> [DATA RECORDS]

—————

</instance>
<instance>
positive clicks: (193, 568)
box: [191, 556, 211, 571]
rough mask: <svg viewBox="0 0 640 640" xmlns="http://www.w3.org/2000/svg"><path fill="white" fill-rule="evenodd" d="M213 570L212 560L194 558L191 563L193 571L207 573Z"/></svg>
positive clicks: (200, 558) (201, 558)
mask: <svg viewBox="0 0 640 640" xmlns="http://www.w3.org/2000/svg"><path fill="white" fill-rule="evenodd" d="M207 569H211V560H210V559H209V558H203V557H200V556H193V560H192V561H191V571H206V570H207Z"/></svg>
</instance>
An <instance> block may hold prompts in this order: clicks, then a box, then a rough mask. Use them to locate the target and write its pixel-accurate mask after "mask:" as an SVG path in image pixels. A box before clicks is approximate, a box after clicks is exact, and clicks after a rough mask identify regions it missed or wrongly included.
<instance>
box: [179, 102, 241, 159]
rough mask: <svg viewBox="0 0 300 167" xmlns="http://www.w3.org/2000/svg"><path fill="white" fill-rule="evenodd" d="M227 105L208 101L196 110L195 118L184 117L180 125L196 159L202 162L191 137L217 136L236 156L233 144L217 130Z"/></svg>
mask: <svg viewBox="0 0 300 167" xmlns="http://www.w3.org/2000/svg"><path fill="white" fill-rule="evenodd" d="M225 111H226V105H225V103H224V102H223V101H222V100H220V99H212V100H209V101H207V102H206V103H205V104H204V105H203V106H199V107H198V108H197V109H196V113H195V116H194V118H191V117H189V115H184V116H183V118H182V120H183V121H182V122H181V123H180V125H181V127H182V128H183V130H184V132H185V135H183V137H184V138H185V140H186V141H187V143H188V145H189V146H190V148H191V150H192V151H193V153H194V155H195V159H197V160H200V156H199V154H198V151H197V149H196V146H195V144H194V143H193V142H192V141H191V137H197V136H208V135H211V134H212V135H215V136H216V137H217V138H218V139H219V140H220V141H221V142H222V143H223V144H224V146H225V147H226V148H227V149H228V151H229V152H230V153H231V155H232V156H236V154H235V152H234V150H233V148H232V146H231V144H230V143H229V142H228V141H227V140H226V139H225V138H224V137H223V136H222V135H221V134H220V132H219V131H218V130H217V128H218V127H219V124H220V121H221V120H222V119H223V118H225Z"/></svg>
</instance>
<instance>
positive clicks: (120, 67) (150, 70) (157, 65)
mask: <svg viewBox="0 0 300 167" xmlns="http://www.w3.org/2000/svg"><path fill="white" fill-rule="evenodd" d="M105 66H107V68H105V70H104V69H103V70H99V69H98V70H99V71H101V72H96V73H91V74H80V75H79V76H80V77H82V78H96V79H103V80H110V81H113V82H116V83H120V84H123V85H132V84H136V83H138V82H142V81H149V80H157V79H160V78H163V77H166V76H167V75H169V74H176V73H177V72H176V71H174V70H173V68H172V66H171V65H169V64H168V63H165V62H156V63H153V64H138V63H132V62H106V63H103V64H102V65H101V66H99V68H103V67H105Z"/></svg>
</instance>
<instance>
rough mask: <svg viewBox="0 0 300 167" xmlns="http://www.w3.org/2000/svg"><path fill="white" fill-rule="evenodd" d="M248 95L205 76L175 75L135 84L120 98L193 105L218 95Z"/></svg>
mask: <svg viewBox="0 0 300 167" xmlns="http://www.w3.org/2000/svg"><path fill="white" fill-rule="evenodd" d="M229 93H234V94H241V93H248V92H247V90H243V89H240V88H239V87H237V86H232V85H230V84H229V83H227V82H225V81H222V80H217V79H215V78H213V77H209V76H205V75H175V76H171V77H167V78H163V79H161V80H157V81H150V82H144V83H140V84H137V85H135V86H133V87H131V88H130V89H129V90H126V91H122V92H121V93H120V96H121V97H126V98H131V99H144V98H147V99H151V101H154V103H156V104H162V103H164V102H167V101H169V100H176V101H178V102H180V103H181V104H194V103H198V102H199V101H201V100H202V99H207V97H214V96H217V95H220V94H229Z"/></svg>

—————

> [WHAT YOU WILL DO] Write each entry out again. Do not change a word.

> [TASK ANSWER]
</instance>
<instance>
positive clicks: (193, 568)
box: [191, 556, 211, 571]
rough mask: <svg viewBox="0 0 640 640" xmlns="http://www.w3.org/2000/svg"><path fill="white" fill-rule="evenodd" d="M213 570L212 560L194 558L191 563L193 571L207 573Z"/></svg>
positive clicks: (200, 558) (201, 558)
mask: <svg viewBox="0 0 640 640" xmlns="http://www.w3.org/2000/svg"><path fill="white" fill-rule="evenodd" d="M207 569H211V560H210V559H209V558H203V557H200V556H193V560H192V561H191V571H206V570H207Z"/></svg>
</instance>
An <instance> block may hold prompts in this order: clicks, then a box, then a rough mask. Use them to locate the target and write its pixel-accurate mask after "mask:" as an SVG path in image pixels. A box before clicks is approximate, a box after clicks is exact, and clicks after a rough mask identify regions it missed or wrongly included.
<instance>
box: [179, 102, 241, 159]
rough mask: <svg viewBox="0 0 300 167" xmlns="http://www.w3.org/2000/svg"><path fill="white" fill-rule="evenodd" d="M227 105L208 101L196 110L195 118L184 117L180 125L196 159L202 162L191 137L217 136L236 156L233 144L217 130Z"/></svg>
mask: <svg viewBox="0 0 300 167" xmlns="http://www.w3.org/2000/svg"><path fill="white" fill-rule="evenodd" d="M225 111H226V105H225V103H224V102H223V101H222V100H220V99H212V100H209V101H207V102H206V103H205V104H204V105H203V106H199V107H198V108H197V109H196V113H195V116H194V118H191V117H189V115H184V116H183V118H182V120H183V121H182V122H181V123H180V125H181V127H182V128H183V130H184V132H185V135H183V137H184V138H185V140H186V141H187V143H188V145H189V146H190V148H191V150H192V151H193V153H194V155H195V159H197V160H200V156H199V154H198V151H197V149H196V146H195V144H194V143H193V142H192V141H191V137H197V136H208V135H211V134H212V135H215V136H216V137H217V138H218V139H219V140H220V141H221V142H222V143H223V144H224V146H225V147H226V148H227V149H228V151H229V152H230V153H231V155H232V156H236V154H235V152H234V150H233V148H232V146H231V144H230V143H229V142H228V141H227V140H226V139H225V138H224V137H223V136H222V135H221V134H220V132H219V131H218V130H217V128H218V127H219V124H220V121H221V120H222V119H223V118H225Z"/></svg>
</instance>
<instance>
positive clicks: (120, 67) (150, 70) (157, 65)
mask: <svg viewBox="0 0 300 167" xmlns="http://www.w3.org/2000/svg"><path fill="white" fill-rule="evenodd" d="M105 66H107V68H105V70H104V69H103V70H99V69H98V70H99V71H101V72H96V73H91V74H80V75H79V76H80V77H82V78H96V79H103V80H110V81H113V82H116V83H120V84H123V85H132V84H136V83H138V82H142V81H149V80H157V79H160V78H163V77H166V76H167V75H169V74H176V73H177V72H176V71H174V70H173V68H172V66H171V65H169V64H168V63H165V62H156V63H153V64H138V63H132V62H106V63H103V64H102V65H101V66H99V68H103V67H105Z"/></svg>
</instance>
<instance>
rough mask: <svg viewBox="0 0 300 167" xmlns="http://www.w3.org/2000/svg"><path fill="white" fill-rule="evenodd" d="M248 95L205 76L175 75L135 84L120 98L193 105L218 95Z"/></svg>
mask: <svg viewBox="0 0 300 167" xmlns="http://www.w3.org/2000/svg"><path fill="white" fill-rule="evenodd" d="M229 93H234V94H241V93H248V92H247V90H243V89H240V88H239V87H237V86H232V85H230V84H229V83H227V82H225V81H222V80H217V79H215V78H213V77H209V76H205V75H175V76H171V77H167V78H163V79H161V80H157V81H150V82H144V83H140V84H137V85H135V86H133V87H131V88H130V89H129V90H126V91H122V92H121V93H120V96H121V97H126V98H131V99H144V98H147V99H151V101H154V103H156V104H162V103H164V102H167V101H169V100H176V101H178V102H180V103H181V104H194V103H198V102H199V101H201V100H202V99H207V97H214V96H217V95H220V94H229Z"/></svg>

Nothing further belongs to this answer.